**Provided text**
By default, the crawler will not execute JavaScript. You can enable JavaScript rendering using the executeJavaScript method.
use Spatie\Crawler\Crawler;
Crawler::create('https://example.com')
->executeJavaScript()
->start();
When called without arguments, the crawler will use BrowsershotRenderer which requires spatie/browsershot to be installed. If Browsershot is not installed, an exception will be thrown.
##Configuring Browsershot
To customize Browsershot, pass a configured instance to BrowsershotRenderer:
use Spatie\Browsershot\Browsershot;
use Spatie\Crawler\Crawler;
use Spatie\Crawler\JavaScriptRenderers\BrowsershotRenderer;
$browsershot = (new Browsershot())
->noSandbox()
->waitUntilNetworkIdle();
Crawler::create('https://example.com')
->executeJavaScript(new BrowsershotRenderer($browsershot))
->start();
##Using Cloudflare Browser Rendering
The CloudflareRenderer uses a Cloudflare Browser Rendering endpoint to render JavaScript. It sends a POST request with the URL and expects a JSON response containing a content field with the rendered HTML.
use Spatie\Crawler\Crawler;
use Spatie\Crawler\JavaScriptRenderers\CloudflareRenderer;
Crawler::create('https://example.com')
->executeJavaScript(new CloudflareRenderer('https://your-worker.your-domain.workers.dev/render'))
->start();
You can also pass a custom Guzzle client to the renderer:
use GuzzleHttp\Client;
use Spatie\Crawler\JavaScriptRenderers\CloudflareRenderer;
$renderer = new CloudflareRenderer(
'https://your-worker.your-domain.workers.dev/render',
new Client(['timeout' => 30]),
);
##Custom renderers
You can create your own JavaScript renderer by implementing the JavaScriptRenderer interface:
use Spatie\Crawler\JavaScriptRenderers\JavaScriptRenderer;
class MyRenderer implements JavaScriptRenderer
{
public function getRenderedHtml(string $url): string
{
}
}
Then pass it to the crawler:
use Spatie\Crawler\Crawler;
Crawler::create('https://example.com')
->executeJavaScript(new MyRenderer())
->start();
##Disabling JavaScript execution
If you've enabled JavaScript rendering but want to disable it later in a chain:
use Spatie\Crawler\Crawler;
$crawler = Crawler::create('https://example.com')
->executeJavaScript();
$crawler->doNotExecuteJavaScript();

**Source material**
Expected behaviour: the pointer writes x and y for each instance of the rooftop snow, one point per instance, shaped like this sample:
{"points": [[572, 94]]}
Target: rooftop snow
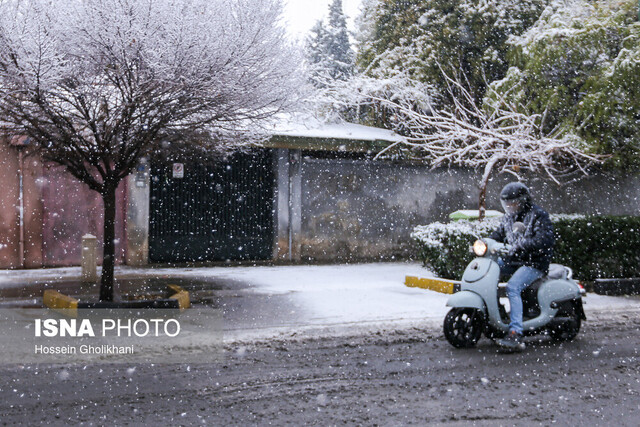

**Task**
Answer these from the JavaScript rendering page:
1. Which renderer does the crawler use when executeJavaScript is called with no arguments?
2. What field must the JSON response to the CloudflareRenderer contain?
3. Which method turns JavaScript execution back off later in a chain?

**Result for this task**
1. BrowsershotRenderer
2. A content field holding the rendered HTML
3. doNotExecuteJavaScript